AUSZÜGE DER EINTRÄGE.

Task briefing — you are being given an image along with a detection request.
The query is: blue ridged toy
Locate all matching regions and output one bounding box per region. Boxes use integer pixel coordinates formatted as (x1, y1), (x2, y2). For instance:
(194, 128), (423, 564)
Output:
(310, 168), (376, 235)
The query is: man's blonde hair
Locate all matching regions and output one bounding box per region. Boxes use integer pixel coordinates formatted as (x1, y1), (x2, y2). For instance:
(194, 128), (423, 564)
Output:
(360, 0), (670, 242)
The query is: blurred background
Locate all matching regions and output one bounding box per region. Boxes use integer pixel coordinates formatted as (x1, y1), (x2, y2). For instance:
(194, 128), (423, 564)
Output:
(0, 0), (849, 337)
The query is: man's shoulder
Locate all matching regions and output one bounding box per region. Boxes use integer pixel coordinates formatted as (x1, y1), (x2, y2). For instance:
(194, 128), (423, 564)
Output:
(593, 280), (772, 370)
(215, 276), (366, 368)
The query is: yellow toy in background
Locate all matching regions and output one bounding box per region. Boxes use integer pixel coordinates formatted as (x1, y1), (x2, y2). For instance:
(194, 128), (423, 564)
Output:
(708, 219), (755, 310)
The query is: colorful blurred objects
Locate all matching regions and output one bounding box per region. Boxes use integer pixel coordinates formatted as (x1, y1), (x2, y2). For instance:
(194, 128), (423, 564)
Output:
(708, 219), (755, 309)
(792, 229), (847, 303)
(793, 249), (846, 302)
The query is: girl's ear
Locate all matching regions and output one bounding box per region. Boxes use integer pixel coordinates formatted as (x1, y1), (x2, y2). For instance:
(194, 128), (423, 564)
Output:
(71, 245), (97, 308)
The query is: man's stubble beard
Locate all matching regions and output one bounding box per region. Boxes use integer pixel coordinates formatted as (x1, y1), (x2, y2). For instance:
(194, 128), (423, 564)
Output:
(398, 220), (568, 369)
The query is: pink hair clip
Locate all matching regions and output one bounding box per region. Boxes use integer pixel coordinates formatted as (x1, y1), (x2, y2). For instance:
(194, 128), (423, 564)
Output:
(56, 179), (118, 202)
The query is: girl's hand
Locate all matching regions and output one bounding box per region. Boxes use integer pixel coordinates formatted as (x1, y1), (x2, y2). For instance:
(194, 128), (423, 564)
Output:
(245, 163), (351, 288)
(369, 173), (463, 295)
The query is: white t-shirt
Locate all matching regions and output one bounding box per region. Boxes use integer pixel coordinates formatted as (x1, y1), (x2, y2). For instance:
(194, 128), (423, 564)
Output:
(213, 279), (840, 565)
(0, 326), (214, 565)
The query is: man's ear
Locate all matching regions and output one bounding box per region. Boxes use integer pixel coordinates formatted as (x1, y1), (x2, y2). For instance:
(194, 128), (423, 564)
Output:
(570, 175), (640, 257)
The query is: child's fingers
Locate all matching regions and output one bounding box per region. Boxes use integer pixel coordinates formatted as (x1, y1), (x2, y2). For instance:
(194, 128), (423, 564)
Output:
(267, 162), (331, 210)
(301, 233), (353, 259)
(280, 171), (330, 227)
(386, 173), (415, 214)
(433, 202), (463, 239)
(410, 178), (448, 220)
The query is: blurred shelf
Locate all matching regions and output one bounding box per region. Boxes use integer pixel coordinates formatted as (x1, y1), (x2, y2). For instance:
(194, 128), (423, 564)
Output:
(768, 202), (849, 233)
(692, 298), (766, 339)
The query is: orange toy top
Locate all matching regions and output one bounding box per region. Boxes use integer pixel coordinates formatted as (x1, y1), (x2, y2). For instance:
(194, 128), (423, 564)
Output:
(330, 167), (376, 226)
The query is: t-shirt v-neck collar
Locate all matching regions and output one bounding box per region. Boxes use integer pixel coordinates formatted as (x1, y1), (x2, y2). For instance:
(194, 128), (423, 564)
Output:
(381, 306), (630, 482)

DEINE AUFGABE.
Kannst du die Zeilen aller Einträge oben als Markdown-Tabelle mit den Spalten „Nummer“ für die fortlaufende Zeilennummer und „Zeile“ für den Zeileninhalt darstellen? Leerzeilen lässt du dabei weg.

VOLLSTÄNDIGE ANTWORT.
| Nummer | Zeile |
|---|---|
| 1 | Task briefing — you are being given an image along with a detection request. |
| 2 | The query is: blue ridged toy |
| 3 | Locate all matching regions and output one bounding box per region. Boxes use integer pixel coordinates formatted as (x1, y1), (x2, y2). For instance: |
| 4 | (194, 128), (423, 564) |
| 5 | Output: |
| 6 | (310, 168), (376, 235) |
| 7 | The query is: man's blonde hair |
| 8 | Locate all matching regions and output one bounding box per region. Boxes use integer pixel coordinates formatted as (x1, y1), (x2, y2). For instance: |
| 9 | (194, 128), (423, 564) |
| 10 | Output: |
| 11 | (360, 0), (670, 242) |
| 12 | The query is: blurred background |
| 13 | Locate all matching regions and output one bounding box per region. Boxes use integer pixel coordinates formatted as (x1, y1), (x2, y2). For instance: |
| 14 | (194, 128), (423, 564) |
| 15 | Output: |
| 16 | (0, 0), (849, 337) |
| 17 | The query is: man's shoulder |
| 18 | Locate all matching regions and output one bounding box per region. Boxes use integer pixel coordinates formatted as (x1, y1), (x2, y2). For instance: |
| 19 | (194, 128), (423, 564) |
| 20 | Output: |
| 21 | (593, 280), (772, 370) |
| 22 | (215, 276), (366, 368) |
| 23 | The query is: yellow toy in background |
| 24 | Locate all matching regions and output one bounding box per region. Boxes use integer pixel coordinates formatted as (x1, y1), (x2, y2). For instance: |
| 25 | (194, 128), (423, 564) |
| 26 | Output: |
| 27 | (708, 219), (755, 310) |
| 28 | The query is: colorful blurred objects |
| 29 | Locate all matching regions and output one bounding box per region. Boxes use integer pixel coordinates formatted as (x1, y1), (x2, y2). For instance: |
| 30 | (194, 128), (423, 564) |
| 31 | Output: |
| 32 | (708, 219), (755, 309) |
| 33 | (792, 229), (847, 303) |
| 34 | (793, 249), (846, 302) |
| 35 | The query is: girl's ear |
| 36 | Locate all matching regions and output one bounding box per region. Boxes use integer pixel coordinates formatted as (x1, y1), (x2, y2). For instance: |
| 37 | (194, 128), (423, 564) |
| 38 | Output: |
| 39 | (71, 245), (97, 308) |
| 40 | The query is: man's stubble beard |
| 41 | Locate all matching regions and output one bounding box per region. Boxes use integer pixel coordinates formatted as (x1, y1), (x2, y2). For instance: |
| 42 | (194, 128), (423, 564) |
| 43 | Output: |
| 44 | (398, 220), (568, 369) |
| 45 | The query is: pink hair clip |
| 46 | Locate all matching regions and output one bounding box per region. Boxes use integer pixel coordinates formatted as (x1, y1), (x2, y2). For instance: |
| 47 | (194, 128), (423, 564) |
| 48 | Output: |
| 49 | (56, 179), (118, 202) |
| 50 | The query is: girl's hand |
| 51 | Locate all matching regions and output one bounding box per region. Boxes use integer pixel coordinates formatted as (x1, y1), (x2, y2). For instance: |
| 52 | (194, 128), (423, 564) |
| 53 | Output: |
| 54 | (245, 163), (351, 288) |
| 55 | (369, 173), (463, 295) |
| 56 | The query is: white t-shirt |
| 57 | Locate all matching regions and output one bounding box per region. Boxes use integer pixel coordinates formatted as (x1, y1), (x2, y2). For instance: |
| 58 | (194, 128), (423, 564) |
| 59 | Output: |
| 60 | (213, 279), (840, 565) |
| 61 | (0, 326), (214, 565) |
| 62 | The query is: man's ear |
| 63 | Locate all matching regions and output one bounding box per region. Boxes use integer pixel coordinates formatted as (x1, y1), (x2, y2). For instance: |
| 64 | (194, 128), (423, 564) |
| 65 | Output: |
| 66 | (570, 175), (640, 257) |
| 67 | The query is: child's fingers |
| 68 | Locate all matching regions and output one bounding box per region. Boxes use integer pixel coordinates formatted as (x1, y1), (x2, y2). For instance: |
| 69 | (194, 128), (423, 564) |
| 70 | Output: |
| 71 | (267, 162), (331, 210) |
| 72 | (301, 233), (353, 259) |
| 73 | (280, 171), (330, 227) |
| 74 | (386, 173), (415, 214) |
| 75 | (433, 202), (463, 239) |
| 76 | (410, 178), (448, 220) |
| 77 | The query is: blurred shelf |
| 78 | Locate all matching regions and output one bounding box per region. Boxes use integer pixel coordinates formatted as (x1, y1), (x2, y2). For instance: |
| 79 | (194, 128), (423, 564) |
| 80 | Output: |
| 81 | (768, 202), (849, 233) |
| 82 | (692, 298), (766, 339) |
| 83 | The query is: orange toy top |
| 84 | Locate all matching regions and output one bounding box per region. Boxes use integer pixel coordinates formatted as (x1, y1), (x2, y2). For instance: |
| 85 | (194, 128), (423, 564) |
| 86 | Output: |
| 87 | (330, 167), (376, 226) |
| 88 | The query is: t-shirt v-neck collar |
| 89 | Locate all matching regions and output one bounding box per region. Boxes use integer pixel coordinates formatted as (x1, y1), (x2, y2). For instance: |
| 90 | (194, 128), (423, 564) |
| 91 | Output: |
| 92 | (381, 306), (630, 482) |